───── Material for the task

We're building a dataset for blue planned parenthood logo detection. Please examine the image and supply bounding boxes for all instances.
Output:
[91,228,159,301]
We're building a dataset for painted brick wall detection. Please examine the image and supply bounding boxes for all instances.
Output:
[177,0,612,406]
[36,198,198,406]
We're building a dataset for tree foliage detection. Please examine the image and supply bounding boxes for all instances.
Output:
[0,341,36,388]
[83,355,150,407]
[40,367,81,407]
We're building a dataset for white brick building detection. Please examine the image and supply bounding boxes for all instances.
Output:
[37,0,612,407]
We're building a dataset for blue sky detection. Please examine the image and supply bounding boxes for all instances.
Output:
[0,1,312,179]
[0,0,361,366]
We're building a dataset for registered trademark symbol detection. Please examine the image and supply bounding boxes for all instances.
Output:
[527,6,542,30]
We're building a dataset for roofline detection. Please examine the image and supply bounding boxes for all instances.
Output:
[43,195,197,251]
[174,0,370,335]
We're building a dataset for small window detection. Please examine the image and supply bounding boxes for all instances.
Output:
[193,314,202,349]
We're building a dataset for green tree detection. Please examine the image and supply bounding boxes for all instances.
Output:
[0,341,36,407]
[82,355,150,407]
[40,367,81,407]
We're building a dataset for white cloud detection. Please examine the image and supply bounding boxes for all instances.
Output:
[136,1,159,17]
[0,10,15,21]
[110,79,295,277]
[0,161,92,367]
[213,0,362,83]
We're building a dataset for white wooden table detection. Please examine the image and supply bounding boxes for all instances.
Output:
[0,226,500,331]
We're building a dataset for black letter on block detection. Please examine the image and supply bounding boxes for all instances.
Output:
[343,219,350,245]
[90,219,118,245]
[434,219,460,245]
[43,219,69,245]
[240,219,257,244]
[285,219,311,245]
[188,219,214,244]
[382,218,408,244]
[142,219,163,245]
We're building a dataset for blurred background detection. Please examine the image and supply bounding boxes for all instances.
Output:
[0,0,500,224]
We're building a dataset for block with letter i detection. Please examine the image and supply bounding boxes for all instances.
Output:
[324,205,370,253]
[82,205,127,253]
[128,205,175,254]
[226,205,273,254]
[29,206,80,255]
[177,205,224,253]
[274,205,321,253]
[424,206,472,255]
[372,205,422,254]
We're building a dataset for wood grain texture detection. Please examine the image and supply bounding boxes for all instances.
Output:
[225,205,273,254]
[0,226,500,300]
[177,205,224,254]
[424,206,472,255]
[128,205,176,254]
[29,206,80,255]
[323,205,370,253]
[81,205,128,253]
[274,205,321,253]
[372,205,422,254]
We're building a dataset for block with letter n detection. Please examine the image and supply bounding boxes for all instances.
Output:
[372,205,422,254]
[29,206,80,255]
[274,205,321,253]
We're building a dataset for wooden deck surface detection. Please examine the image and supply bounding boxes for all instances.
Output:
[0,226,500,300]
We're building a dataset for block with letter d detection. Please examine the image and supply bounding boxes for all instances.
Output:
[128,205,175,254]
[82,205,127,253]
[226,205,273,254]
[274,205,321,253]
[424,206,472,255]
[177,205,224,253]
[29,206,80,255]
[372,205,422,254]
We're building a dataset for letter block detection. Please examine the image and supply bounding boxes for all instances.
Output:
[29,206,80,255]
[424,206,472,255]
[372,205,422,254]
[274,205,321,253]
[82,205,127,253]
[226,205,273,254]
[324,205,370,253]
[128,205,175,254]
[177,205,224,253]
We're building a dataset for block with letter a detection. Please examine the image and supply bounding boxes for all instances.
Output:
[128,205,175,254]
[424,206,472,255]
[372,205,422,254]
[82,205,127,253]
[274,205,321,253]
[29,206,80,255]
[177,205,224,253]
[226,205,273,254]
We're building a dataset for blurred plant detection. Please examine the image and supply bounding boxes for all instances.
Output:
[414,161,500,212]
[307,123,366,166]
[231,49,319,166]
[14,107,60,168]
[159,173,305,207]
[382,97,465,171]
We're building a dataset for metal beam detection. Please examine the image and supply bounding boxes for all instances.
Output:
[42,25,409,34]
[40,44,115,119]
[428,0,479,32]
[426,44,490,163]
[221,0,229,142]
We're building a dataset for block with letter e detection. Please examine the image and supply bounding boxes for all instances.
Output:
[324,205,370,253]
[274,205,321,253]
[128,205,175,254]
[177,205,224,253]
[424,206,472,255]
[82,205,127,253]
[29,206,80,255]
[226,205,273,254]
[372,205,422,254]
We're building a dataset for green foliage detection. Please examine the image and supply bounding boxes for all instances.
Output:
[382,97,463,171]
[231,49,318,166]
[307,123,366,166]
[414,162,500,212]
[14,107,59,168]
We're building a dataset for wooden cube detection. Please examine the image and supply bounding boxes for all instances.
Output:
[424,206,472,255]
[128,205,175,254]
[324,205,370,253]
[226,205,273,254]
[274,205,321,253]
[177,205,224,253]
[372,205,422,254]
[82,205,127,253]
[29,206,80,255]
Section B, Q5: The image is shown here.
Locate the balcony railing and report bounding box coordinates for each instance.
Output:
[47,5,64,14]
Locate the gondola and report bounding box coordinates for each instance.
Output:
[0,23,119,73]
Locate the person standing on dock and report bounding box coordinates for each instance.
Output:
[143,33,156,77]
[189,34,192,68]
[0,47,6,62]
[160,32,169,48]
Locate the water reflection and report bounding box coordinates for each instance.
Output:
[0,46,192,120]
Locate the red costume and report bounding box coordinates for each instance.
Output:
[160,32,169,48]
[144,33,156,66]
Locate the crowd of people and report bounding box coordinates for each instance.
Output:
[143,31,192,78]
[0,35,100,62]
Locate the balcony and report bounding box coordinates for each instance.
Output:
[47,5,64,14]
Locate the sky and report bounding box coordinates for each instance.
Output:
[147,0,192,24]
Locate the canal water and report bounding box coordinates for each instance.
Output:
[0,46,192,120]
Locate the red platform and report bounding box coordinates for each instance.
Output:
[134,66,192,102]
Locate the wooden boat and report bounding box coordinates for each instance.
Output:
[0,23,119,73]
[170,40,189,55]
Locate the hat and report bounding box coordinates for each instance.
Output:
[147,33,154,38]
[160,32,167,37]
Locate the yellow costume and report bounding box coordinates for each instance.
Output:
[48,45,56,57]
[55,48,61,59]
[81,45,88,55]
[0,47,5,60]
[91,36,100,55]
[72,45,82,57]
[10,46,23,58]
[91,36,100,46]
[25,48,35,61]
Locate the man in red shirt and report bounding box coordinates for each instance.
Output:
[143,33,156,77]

──────────

[Exercise instructions]
Reproduce all of the material above verbatim, from its first line through its last.

[Result of the exercise]
We're building a dataset for blue planned parenthood logo detection. Please examine the image and supply bounding boxes for all instances.
Output:
[91,228,159,301]
We're building a dataset for painted brick wall detection. Please examine the image and supply bounding boxes for all instances.
Output:
[177,0,612,406]
[36,198,198,406]
We're building a dataset for tree foliage detection. Please examine the image and supply bounding boxes for all instances.
Output:
[0,341,36,388]
[83,355,150,407]
[40,367,81,407]
We're building a dataset for white brick building detection. Please examine the image and supply bounding boxes for all instances.
Output:
[37,0,612,407]
We're building a dataset for blue sky detection. Please examine the image and supply bounding boxes for all instances.
Output:
[0,1,312,179]
[0,0,361,366]
We're building a dataset for registered trademark symbol detection. Please examine the image and supply bounding boxes for all instances.
Output:
[527,6,542,30]
We're building a dataset for roofline detection. Please examine the image and supply bounding boxes for all instances.
Output:
[43,195,197,251]
[174,0,370,335]
We're building a dataset for small window detection. Please examine the image and supply bounding boxes for all instances.
Output:
[193,314,202,349]
We're building a dataset for green tree detection. Please examine the image and supply bounding boxes for all instances.
Output:
[0,341,36,407]
[82,355,150,407]
[40,367,81,407]
We're building a dataset for white cloud detection. Please examine the image and supply bounding boxes for all instances.
Output:
[136,1,159,17]
[0,10,15,21]
[110,79,295,277]
[0,161,92,367]
[213,0,362,83]
We're building a dataset for white wooden table detection. Please examine the image and supply bounding boxes for all instances.
Output:
[0,226,500,331]
We're building a dataset for black letter on block detection. Please examine the image and supply bounding boxes for all instances.
Output:
[343,219,350,245]
[90,219,118,245]
[434,219,460,245]
[43,219,69,245]
[240,219,257,244]
[285,219,311,245]
[188,219,214,244]
[382,218,408,244]
[142,219,163,245]
We're building a dataset for blurred background detection. Please examine the image and supply bounding boxes for all instances.
Output:
[0,0,500,224]
We're building a dataset for block with letter i detection. Please examine the image and supply bounding boxes for all instances.
Output:
[324,205,370,253]
[82,205,127,253]
[128,205,175,254]
[226,205,273,254]
[29,206,80,255]
[177,205,224,253]
[274,205,321,253]
[424,206,472,255]
[372,205,422,254]
We're building a dataset for wood grain texture detection. Please examine the image and supply bounding boxes for all instances.
Output:
[225,205,273,254]
[0,226,500,300]
[177,205,224,254]
[424,206,472,255]
[128,205,176,254]
[29,206,80,255]
[323,205,370,253]
[81,205,128,253]
[274,205,321,253]
[372,205,422,254]
We're building a dataset for block with letter n detection. Please examine the image and supply bounding boxes for all instances.
Output:
[372,205,422,254]
[29,206,80,255]
[274,205,321,253]
We're building a dataset for wooden deck surface detection. Please examine the image and supply bounding boxes for all instances.
Output:
[0,226,500,300]
We're building a dataset for block with letter d detection. Please examine the image and supply bounding boxes for all instances.
Output:
[128,205,175,254]
[82,205,127,253]
[226,205,273,254]
[274,205,321,253]
[424,206,472,255]
[177,205,224,253]
[29,206,80,255]
[372,205,422,254]
We're building a dataset for letter block detection. Please examine the image and supply bounding boxes for all instances.
Output:
[29,206,80,255]
[424,206,472,255]
[372,205,422,254]
[274,205,321,253]
[82,205,127,253]
[226,205,273,254]
[324,205,370,253]
[128,205,175,254]
[177,205,224,253]
We're building a dataset for block with letter a detection. Please examine the image and supply bounding boxes for all instances.
Output:
[128,205,175,254]
[424,206,472,255]
[372,205,422,254]
[82,205,127,253]
[274,205,321,253]
[29,206,80,255]
[177,205,224,253]
[226,205,273,254]
We're building a dataset for blurred plant detection. Please examine the image and supply bounding boxes for all instances.
Output:
[414,161,500,212]
[307,123,366,166]
[231,49,319,166]
[14,107,60,168]
[159,173,305,207]
[382,97,465,171]
We're building a dataset for metal beam detection. Please examine the image and supply bounding boxes for all instances.
Output:
[42,25,409,34]
[40,44,115,119]
[428,0,479,32]
[426,44,490,163]
[221,0,229,142]
We're building a dataset for block with letter e detection. Please examine the image and supply bounding boxes for all instances.
Output:
[324,205,370,253]
[274,205,321,253]
[128,205,175,254]
[177,205,224,253]
[424,206,472,255]
[82,205,127,253]
[29,206,80,255]
[226,205,273,254]
[372,205,422,254]
We're building a dataset for green foliage detection. Please examine the image and supply bounding boxes for all instances.
Output:
[382,97,463,171]
[231,49,318,166]
[307,123,366,166]
[414,162,500,212]
[14,107,59,168]
We're building a dataset for wooden cube detection. Please examine the image and supply bounding boxes for all instances.
Output:
[424,206,472,255]
[128,205,175,254]
[324,205,370,253]
[226,205,273,254]
[274,205,321,253]
[177,205,224,253]
[372,205,422,254]
[82,205,127,253]
[29,206,80,255]
Section B, Q5: The image is shown here.
Locate the balcony railing and report bounding box coordinates for each instance.
Output:
[47,5,64,14]
Locate the gondola and report bounding box coordinates for each instance.
Output:
[0,23,119,73]
Locate the person standing on dock and report bounding box coordinates for each instance.
Output:
[143,33,156,77]
[189,34,192,68]
[0,47,6,62]
[160,32,169,48]
Locate the water reflection and report bounding box coordinates for each instance.
Output:
[0,46,192,120]
Locate the red costume and report bounding box coordinates for each instance.
Output:
[160,32,169,48]
[144,33,156,66]
Locate the crowd of people and report bounding box coordinates for each instance.
Output:
[143,31,192,78]
[0,35,100,62]
Locate the balcony and report bounding box coordinates for each instance.
Output:
[47,5,64,14]
Locate the sky and report bounding box coordinates for each instance.
Output:
[147,0,192,24]
Locate the canal water and report bounding box coordinates for each instance.
Output:
[0,46,192,120]
Locate the red platform and report bounding box coordinates for each instance.
Output:
[134,66,192,102]
Locate the wooden boat and report bounding box coordinates for each instance.
Output:
[0,23,119,73]
[170,40,189,55]
Locate the hat and report bounding box coordinates for each instance.
Output:
[147,33,154,38]
[160,32,167,37]
Locate the yellow costume and report bounding box coordinates for each instance.
Output:
[48,45,56,57]
[55,48,61,59]
[81,45,88,55]
[0,47,5,60]
[91,36,100,55]
[72,45,82,57]
[10,46,23,58]
[91,36,100,46]
[25,48,35,61]
Locate the man in red shirt and report bounding box coordinates for each instance.
Output:
[143,33,156,77]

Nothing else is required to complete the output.